_AIM_. Count the lines in the rows below that contain the string "hair", and give only that number.

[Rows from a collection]
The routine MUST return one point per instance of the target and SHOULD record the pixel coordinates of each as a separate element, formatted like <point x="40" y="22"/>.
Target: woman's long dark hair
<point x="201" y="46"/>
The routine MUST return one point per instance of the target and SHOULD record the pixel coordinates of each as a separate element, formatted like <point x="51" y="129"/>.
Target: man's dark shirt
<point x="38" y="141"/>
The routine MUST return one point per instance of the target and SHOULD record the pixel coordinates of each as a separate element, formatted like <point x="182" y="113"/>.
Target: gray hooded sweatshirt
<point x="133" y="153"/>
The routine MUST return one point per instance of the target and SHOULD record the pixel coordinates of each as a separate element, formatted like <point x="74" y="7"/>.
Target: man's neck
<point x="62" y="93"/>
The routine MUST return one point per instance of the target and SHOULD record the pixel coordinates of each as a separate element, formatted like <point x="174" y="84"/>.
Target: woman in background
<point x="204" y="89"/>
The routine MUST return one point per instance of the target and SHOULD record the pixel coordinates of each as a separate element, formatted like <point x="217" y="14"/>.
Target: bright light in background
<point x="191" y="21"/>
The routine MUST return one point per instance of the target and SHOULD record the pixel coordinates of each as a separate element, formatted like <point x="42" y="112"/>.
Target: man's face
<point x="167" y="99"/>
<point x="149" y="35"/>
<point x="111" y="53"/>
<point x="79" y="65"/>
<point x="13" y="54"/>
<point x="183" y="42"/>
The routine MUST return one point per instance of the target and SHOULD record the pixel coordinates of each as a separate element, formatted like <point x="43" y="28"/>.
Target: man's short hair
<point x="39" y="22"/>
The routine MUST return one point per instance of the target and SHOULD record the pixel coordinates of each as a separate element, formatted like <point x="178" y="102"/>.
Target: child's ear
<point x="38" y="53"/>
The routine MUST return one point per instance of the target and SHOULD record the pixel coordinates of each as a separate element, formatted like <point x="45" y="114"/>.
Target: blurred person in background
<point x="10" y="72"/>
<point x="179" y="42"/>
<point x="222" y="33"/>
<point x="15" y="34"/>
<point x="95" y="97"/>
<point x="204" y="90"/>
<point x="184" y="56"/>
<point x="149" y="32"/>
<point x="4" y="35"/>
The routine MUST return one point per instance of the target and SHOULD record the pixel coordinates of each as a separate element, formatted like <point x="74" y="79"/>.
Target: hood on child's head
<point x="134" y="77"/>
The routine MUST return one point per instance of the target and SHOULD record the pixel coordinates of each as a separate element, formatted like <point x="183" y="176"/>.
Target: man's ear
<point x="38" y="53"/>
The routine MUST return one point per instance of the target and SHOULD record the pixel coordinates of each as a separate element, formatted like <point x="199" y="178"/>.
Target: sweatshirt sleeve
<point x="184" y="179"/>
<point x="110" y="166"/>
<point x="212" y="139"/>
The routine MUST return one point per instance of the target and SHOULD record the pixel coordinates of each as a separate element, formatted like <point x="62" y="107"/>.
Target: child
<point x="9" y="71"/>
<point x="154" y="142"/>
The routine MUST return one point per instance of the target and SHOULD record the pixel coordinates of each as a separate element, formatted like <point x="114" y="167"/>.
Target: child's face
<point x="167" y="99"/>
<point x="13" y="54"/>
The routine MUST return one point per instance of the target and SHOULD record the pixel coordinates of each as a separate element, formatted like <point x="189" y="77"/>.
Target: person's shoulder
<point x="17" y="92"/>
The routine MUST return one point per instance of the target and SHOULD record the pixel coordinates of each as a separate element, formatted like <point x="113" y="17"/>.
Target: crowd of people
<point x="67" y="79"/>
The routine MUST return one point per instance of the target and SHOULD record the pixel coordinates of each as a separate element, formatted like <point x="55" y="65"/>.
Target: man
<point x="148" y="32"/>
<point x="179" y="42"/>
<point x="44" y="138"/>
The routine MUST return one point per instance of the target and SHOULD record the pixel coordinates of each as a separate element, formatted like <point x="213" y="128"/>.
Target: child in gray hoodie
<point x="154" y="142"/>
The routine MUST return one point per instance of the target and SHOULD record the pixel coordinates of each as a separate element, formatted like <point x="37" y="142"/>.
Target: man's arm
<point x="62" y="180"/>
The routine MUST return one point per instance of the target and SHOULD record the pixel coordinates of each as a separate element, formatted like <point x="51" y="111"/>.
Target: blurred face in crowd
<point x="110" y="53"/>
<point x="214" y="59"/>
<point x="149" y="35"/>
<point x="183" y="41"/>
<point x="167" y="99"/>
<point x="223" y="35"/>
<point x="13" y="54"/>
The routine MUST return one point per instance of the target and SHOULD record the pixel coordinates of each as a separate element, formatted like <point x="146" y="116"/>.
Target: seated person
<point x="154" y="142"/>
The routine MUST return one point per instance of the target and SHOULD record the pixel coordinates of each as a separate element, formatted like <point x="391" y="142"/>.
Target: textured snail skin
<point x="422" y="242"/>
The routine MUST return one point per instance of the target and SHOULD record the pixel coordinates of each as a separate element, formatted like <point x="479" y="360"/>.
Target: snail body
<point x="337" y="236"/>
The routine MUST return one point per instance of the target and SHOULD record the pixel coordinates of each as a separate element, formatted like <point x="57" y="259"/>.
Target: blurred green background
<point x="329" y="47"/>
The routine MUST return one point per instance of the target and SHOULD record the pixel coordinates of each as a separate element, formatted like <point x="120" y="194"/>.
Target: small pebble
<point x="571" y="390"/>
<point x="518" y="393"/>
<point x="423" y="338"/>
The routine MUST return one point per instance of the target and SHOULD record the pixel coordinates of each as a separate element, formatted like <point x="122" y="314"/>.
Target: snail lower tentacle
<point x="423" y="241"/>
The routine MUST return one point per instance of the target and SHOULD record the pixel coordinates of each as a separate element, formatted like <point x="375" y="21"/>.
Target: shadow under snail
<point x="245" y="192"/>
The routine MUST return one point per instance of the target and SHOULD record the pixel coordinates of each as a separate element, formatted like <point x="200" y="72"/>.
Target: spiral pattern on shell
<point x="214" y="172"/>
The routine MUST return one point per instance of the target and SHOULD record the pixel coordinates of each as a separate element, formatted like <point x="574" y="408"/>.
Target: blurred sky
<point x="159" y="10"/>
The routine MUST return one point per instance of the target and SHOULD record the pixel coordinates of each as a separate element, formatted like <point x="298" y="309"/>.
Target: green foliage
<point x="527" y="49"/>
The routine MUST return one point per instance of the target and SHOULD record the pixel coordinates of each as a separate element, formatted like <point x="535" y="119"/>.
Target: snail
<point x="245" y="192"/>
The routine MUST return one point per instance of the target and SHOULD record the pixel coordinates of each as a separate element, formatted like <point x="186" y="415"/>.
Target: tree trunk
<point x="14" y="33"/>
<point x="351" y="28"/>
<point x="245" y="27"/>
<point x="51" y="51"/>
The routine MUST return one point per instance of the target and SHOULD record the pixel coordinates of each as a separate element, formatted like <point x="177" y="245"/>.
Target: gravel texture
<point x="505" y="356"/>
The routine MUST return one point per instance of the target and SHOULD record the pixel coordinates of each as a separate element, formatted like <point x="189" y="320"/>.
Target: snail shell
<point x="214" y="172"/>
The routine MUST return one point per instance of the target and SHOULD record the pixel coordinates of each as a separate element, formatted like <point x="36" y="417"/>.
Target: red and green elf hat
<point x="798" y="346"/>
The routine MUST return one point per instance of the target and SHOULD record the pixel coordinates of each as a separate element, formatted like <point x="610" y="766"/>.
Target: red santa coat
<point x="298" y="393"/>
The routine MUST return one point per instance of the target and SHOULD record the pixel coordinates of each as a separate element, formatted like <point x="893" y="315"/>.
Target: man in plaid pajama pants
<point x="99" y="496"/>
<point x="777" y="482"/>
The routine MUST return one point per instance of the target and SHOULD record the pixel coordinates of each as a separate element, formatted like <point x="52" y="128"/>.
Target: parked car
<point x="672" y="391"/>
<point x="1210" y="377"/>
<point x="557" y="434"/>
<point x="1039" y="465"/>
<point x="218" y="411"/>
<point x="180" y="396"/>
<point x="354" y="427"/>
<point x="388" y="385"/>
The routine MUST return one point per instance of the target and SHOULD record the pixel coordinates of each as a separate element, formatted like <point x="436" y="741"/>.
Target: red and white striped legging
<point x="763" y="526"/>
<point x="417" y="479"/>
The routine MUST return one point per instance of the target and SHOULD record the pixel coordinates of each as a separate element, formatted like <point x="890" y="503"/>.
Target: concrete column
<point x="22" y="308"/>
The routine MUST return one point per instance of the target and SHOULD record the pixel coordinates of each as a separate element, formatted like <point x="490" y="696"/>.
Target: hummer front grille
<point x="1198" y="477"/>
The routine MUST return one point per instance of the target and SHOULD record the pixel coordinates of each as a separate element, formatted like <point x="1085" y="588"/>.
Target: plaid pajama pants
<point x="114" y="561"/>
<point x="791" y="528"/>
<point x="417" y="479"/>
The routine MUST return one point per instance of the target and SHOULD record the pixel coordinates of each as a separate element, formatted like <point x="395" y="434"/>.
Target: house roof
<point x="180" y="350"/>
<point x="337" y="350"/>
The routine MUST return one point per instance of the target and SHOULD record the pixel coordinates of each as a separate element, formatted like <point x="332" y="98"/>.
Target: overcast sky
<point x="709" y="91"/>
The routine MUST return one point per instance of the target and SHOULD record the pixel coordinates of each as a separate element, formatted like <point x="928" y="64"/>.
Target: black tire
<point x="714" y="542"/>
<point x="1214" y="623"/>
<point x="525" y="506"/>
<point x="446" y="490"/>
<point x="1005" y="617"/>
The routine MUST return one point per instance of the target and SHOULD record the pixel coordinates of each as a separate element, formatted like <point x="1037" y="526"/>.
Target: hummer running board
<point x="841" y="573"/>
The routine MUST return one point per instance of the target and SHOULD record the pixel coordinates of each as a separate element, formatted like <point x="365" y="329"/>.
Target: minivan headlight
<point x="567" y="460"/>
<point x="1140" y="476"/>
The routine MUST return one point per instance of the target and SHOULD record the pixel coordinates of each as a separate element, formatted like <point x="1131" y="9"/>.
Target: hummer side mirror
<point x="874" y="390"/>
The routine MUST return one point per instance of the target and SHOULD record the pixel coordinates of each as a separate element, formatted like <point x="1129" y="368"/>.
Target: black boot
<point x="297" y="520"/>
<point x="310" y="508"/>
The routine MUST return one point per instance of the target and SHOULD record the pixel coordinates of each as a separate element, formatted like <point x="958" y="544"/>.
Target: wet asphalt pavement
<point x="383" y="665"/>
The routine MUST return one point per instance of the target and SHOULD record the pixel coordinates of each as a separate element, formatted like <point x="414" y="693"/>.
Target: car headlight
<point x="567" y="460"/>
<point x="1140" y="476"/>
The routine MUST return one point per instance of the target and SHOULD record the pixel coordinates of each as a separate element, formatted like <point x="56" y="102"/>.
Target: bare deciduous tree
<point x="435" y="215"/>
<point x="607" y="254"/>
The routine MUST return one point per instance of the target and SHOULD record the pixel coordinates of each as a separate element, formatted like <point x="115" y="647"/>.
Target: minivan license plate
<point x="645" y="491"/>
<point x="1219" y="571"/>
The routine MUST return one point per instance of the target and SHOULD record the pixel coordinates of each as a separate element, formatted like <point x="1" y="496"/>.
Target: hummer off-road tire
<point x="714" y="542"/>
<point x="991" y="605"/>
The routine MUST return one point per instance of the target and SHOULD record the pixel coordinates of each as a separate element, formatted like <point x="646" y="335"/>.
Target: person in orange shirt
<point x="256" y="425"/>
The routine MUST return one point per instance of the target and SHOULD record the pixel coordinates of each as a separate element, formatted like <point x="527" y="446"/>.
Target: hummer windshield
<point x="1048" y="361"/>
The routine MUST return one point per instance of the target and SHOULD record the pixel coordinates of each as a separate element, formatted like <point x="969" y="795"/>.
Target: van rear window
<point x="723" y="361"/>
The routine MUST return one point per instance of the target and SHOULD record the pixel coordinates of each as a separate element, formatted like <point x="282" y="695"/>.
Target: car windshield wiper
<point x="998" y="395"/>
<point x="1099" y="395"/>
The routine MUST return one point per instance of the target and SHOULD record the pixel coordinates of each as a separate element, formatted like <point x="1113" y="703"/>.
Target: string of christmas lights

_THE OUTPUT_. 2